Excerpt provided ::
================================
Dealing with accented characters

Is there any way to write a search function that can search for words
that contain accented characters when the user types in words without
accented characters?

My database has a lot of names in it that have characters with accents
and other non-keyboard characters. When users search the database, I
would like for them to be able to find records with accented characters
even if they don’t type in the accent. For instance, a user might be
searching for a text by the author Chrétien de Troyes. Right now, they
have to type “Chrétien” into the search form to find him: I would like
for a search for “Chretien” to also find “Chrétien.”

This strikes me as a rather common problem: is there a good solution for
it?

On 29 Sep 2008, at 21:26, Morgan K. <rails-mailing-list@andreas-
s.net> wrote:

Is there any way to write a search function that can search for words
that contain accented characters when the user types in words without
accented characters?

Play with your database collation settings

Fred

Quoting Frederick C. [email protected]:

Play with your database collation settings

Fred

This works if you have only one language. With multiple languages, you
need
to keep the locale, switching as needed. Generic Latin1 may do what you
need.

Jeffrey

I have been reading up on collation settings, and I’m not sure it will
do what I want. I don’t want to get rid of accented characters (which
is what would happen if I changed character sets), I just don’t want
searches to get thrown off by them. In other words, a search for
“Chrétien” or “Chretien” should still find “Chrétien”, and he should
still have the accent in his name. Can collation settings do this for
me, or is there some other solution?
================================
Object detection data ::
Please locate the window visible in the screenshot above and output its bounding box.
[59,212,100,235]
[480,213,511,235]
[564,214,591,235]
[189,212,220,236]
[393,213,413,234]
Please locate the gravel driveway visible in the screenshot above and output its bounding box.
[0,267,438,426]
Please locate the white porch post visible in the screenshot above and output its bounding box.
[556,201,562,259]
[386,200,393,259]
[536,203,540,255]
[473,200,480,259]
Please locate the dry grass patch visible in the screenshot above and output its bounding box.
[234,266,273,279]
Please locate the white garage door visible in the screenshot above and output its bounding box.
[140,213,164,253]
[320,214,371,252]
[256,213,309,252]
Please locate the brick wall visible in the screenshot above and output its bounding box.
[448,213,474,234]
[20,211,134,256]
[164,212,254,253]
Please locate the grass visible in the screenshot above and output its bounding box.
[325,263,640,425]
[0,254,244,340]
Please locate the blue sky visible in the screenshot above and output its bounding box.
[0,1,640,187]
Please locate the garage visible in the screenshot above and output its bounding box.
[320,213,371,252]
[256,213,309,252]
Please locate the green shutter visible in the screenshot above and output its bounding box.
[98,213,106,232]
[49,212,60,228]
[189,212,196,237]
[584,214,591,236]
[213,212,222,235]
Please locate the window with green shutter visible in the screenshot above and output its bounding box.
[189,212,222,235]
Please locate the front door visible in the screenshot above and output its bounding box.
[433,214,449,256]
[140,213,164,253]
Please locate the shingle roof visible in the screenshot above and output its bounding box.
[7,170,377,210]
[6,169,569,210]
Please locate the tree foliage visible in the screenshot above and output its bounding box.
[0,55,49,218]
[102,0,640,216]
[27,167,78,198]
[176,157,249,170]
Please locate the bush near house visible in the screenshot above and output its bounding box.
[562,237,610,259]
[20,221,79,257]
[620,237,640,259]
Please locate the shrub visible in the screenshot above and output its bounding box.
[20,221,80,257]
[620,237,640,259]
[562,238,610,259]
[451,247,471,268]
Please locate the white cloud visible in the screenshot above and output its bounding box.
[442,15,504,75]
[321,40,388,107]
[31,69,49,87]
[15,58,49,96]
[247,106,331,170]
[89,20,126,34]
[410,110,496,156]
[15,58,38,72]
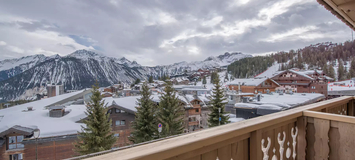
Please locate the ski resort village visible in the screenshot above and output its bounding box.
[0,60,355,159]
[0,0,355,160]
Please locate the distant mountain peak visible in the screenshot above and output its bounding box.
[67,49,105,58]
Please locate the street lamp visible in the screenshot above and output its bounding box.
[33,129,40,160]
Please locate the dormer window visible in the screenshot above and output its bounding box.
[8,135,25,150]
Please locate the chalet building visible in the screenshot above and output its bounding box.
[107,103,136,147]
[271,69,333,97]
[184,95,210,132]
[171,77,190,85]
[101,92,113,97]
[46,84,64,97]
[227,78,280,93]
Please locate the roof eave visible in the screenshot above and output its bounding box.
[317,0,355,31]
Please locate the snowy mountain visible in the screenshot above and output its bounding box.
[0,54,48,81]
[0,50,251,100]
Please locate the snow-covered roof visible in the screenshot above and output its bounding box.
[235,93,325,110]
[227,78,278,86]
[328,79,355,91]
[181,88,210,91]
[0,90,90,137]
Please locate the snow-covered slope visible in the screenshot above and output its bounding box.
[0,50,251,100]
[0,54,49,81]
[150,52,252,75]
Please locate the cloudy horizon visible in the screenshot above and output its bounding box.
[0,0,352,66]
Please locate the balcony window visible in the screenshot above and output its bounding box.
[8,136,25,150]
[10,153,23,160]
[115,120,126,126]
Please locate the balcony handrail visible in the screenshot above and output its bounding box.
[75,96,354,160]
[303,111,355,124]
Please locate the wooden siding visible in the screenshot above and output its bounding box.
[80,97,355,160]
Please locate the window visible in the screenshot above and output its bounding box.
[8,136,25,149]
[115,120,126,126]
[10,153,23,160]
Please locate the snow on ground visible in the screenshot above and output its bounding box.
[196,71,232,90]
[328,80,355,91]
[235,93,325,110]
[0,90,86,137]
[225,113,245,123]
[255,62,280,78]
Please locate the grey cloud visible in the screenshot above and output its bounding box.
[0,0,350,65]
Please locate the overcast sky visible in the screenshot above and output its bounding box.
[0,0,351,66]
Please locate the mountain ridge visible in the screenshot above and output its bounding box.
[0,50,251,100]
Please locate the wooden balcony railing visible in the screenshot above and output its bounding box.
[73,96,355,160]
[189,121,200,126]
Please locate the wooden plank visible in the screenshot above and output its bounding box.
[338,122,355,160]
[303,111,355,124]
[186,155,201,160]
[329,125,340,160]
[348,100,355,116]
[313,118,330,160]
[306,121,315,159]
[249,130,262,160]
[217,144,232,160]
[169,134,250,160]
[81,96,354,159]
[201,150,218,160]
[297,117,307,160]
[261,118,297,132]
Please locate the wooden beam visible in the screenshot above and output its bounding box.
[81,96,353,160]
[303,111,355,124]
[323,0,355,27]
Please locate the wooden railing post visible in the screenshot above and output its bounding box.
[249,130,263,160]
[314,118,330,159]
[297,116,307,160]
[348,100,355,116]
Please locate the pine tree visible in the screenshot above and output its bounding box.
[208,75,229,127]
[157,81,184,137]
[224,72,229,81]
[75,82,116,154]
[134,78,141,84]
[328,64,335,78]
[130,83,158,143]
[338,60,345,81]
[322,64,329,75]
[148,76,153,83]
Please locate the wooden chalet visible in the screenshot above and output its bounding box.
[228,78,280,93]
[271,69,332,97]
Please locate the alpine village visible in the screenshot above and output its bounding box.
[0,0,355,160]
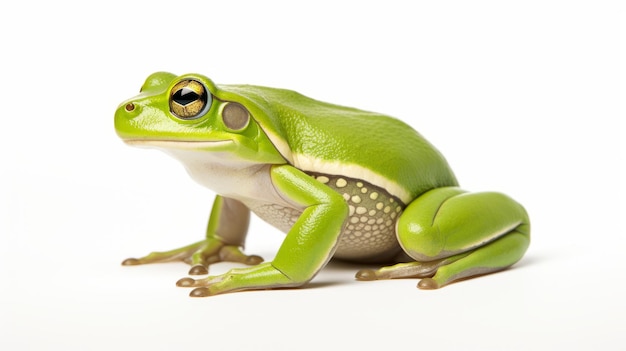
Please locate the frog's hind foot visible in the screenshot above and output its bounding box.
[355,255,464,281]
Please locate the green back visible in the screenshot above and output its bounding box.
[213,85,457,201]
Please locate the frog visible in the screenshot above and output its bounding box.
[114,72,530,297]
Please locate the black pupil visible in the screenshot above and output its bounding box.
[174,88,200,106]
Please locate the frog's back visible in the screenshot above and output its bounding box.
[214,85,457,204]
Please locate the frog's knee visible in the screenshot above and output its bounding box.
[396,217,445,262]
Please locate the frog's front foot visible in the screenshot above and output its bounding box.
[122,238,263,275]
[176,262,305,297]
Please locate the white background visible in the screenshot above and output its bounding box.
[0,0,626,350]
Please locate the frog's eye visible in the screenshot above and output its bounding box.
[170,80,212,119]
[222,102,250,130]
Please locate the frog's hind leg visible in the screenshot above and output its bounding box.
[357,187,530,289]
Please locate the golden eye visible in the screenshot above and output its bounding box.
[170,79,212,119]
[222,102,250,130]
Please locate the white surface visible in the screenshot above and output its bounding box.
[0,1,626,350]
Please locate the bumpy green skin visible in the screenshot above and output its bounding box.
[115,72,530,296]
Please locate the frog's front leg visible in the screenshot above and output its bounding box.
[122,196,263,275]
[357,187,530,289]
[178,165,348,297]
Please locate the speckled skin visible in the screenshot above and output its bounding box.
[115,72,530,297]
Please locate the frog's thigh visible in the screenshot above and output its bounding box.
================================
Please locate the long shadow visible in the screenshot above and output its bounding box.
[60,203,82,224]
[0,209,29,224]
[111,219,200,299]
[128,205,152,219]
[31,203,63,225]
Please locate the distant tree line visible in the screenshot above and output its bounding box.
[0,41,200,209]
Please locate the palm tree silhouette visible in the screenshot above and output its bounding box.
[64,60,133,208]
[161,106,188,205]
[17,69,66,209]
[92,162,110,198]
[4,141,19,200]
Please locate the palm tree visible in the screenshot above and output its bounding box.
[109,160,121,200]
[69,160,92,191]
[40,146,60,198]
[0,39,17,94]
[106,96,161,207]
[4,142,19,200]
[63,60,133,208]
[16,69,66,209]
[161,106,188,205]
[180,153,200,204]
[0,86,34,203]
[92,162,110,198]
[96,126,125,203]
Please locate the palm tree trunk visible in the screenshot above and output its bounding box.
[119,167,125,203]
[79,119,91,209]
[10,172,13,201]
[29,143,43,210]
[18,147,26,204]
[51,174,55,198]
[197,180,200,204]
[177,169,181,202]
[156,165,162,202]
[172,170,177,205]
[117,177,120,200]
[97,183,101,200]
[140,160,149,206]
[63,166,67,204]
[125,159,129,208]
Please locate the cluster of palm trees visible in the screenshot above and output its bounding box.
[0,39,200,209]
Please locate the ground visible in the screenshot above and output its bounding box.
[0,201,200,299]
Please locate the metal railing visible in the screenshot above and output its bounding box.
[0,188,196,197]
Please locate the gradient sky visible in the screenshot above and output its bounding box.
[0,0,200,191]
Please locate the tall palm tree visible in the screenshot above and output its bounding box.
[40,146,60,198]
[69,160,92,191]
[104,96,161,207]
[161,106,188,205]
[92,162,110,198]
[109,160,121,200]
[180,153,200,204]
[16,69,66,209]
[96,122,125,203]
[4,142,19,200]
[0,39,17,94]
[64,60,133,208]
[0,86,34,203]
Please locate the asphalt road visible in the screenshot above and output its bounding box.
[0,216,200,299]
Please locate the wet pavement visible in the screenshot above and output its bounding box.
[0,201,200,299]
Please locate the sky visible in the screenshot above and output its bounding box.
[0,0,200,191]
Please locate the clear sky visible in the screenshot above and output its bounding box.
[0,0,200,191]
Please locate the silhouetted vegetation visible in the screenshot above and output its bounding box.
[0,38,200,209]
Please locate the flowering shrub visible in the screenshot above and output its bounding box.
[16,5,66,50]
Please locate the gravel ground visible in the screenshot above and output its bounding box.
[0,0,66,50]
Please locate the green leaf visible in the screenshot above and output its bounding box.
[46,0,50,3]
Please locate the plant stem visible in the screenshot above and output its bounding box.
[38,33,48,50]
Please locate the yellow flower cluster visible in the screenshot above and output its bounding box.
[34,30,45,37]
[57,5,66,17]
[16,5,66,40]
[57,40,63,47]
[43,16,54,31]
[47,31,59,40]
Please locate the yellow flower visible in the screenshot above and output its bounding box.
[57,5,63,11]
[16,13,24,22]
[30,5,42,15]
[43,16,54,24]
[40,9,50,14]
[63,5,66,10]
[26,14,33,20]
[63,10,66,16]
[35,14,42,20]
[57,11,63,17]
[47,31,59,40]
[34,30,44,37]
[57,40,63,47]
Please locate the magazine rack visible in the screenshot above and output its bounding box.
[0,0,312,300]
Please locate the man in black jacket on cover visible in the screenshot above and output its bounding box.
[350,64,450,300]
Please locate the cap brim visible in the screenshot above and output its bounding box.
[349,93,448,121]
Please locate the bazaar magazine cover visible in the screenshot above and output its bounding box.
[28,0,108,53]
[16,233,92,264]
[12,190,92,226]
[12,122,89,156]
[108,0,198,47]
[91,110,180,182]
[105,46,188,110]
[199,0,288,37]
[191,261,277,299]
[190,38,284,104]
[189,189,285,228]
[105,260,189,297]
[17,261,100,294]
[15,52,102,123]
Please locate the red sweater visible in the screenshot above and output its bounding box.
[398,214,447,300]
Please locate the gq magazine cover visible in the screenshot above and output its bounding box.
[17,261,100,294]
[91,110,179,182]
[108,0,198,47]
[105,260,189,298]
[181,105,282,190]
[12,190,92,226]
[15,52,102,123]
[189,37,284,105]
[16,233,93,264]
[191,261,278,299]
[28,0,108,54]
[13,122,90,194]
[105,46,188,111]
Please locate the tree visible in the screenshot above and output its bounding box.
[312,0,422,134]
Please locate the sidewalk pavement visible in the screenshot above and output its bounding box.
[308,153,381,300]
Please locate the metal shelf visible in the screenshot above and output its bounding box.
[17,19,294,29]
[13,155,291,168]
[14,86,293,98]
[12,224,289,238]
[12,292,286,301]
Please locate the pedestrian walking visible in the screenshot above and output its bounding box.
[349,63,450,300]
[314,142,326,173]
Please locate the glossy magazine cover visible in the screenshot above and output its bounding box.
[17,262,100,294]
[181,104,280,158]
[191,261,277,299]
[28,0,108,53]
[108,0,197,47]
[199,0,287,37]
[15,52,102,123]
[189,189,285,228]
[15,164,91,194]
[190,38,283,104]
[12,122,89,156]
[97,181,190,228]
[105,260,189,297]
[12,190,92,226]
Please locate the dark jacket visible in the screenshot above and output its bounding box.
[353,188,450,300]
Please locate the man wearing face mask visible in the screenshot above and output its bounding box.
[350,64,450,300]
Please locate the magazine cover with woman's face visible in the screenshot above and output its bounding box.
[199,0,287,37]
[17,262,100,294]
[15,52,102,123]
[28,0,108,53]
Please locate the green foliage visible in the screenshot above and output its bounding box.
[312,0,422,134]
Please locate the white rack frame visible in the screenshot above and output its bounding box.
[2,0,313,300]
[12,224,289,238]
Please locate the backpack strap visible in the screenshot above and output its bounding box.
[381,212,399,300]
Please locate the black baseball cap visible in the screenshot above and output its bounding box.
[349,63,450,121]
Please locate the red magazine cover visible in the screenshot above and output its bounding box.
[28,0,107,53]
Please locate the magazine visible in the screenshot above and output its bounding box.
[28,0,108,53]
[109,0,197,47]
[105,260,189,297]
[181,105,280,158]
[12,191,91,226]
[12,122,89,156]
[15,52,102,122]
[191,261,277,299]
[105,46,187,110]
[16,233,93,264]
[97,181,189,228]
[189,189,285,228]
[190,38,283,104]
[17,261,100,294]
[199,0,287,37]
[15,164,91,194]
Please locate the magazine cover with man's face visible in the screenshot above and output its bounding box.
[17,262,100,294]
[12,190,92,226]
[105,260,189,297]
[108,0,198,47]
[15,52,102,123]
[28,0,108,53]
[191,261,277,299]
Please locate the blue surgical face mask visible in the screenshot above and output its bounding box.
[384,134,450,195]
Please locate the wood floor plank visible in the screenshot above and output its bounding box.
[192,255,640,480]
================================
Required actions ::
1. In the forum thread on accented characters, what does Fred advise trying?
2. From the forum thread on accented characters, transcribe everything from "I have been" down to "some other solution?".
Nothing in the object detection data is needed.

Expected responses ::
1. Playing with the database collation settings.

2.
I have been reading up on collation settings, and I’m not sure it will
do what I want. I don’t want to get rid of accented characters (which
is what would happen if I changed character sets), I just don’t want
searches to get thrown off by them. In other words, a search for
“Chrétien” or “Chretien” should still find “Chrétien”, and he should
still have the accent in his name. Can collation settings do this for
me, or is there some other solution?